*** Passage to read Section Begins ***

Phase separation in a mixture of proliferating and motile active matter

TL;DR

This paper investigates how a dense mixture of motile and proliferating particles undergoes phase separation driven by activity and interactions, revealing a new type of phase transition relevant to biological systems.

Contribution

It demonstrates that phase separation occurs in a binary active matter system with proliferation and motility, introducing an effective model with attractive interactions to explain the phenomenon.

Findings

Phase separation occurs at high density and low self-propulsion.

Interactions between motile particles induce condensation.

An effective attractive model reproduces the phase behavior.

*** Passage to read Section Ends ***

» **Activity A**
According to the summary on phase separation in active matter, under what conditions does phase separation occur?
» **Activity B**
Pick up the summary on phase separation in active matter after its last line and write what comes next.

*** Supplied data Section Begins ***

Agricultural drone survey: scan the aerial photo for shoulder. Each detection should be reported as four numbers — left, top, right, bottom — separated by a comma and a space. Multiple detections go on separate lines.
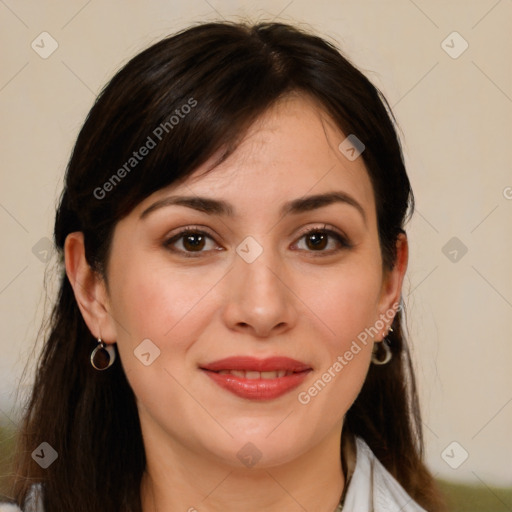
345, 437, 426, 512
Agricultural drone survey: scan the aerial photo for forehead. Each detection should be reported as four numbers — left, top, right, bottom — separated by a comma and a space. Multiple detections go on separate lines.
139, 94, 375, 221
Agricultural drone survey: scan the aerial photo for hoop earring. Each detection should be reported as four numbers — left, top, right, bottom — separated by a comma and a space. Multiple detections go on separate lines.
372, 338, 393, 366
91, 338, 116, 372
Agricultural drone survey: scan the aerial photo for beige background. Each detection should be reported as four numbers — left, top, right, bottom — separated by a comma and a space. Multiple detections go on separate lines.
0, 0, 512, 485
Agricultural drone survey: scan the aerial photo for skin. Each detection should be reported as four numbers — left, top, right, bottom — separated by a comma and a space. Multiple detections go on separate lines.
65, 95, 408, 512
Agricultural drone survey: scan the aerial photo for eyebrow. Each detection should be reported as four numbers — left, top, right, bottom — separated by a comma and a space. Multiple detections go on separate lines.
140, 191, 366, 224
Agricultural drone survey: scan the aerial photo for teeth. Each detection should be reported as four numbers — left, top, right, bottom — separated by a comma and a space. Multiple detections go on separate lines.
217, 370, 293, 380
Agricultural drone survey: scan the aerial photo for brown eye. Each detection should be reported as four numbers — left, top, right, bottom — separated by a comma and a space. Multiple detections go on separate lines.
164, 228, 221, 257
183, 233, 205, 251
306, 232, 329, 251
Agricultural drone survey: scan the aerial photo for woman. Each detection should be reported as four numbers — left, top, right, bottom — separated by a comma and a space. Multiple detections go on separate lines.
5, 23, 442, 512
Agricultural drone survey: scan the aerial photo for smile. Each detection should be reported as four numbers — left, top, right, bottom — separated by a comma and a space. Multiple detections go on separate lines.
200, 356, 312, 400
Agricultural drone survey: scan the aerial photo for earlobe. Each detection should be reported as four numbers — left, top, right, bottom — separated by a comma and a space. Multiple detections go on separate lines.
64, 231, 117, 343
379, 233, 409, 338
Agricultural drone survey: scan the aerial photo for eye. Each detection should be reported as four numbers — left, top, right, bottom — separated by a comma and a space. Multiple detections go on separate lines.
164, 227, 222, 258
296, 226, 351, 254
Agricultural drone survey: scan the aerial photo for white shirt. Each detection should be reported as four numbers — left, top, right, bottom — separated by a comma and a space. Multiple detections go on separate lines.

*** Supplied data Section Ends ***

» **Reply A**
At high density and low self-propulsion.

» **Reply B**
Abstract

Proliferation and motility are ubiquitous drivers of activity in biological systems. Here, we study a dense binary mixture of motile and proliferating particles with exclusively repulsive interactions, where homeostasis in the proliferating subpopulation is maintained by pressure-induced removal. Using computer simulations, we show that phase separation emerges naturally in this system at high density and weak enough self-propulsion. We show that condensation is caused by interactions between motile particles induced by the growing phase, and recapitulate this behavior in an effective model of only motile particles with attractive interactions. Our results establish a new type of phase transition and pave a way to reinterpret the physics of dense cellular populations, such as bacterial colonies or tumors, as systems of mixed active matter.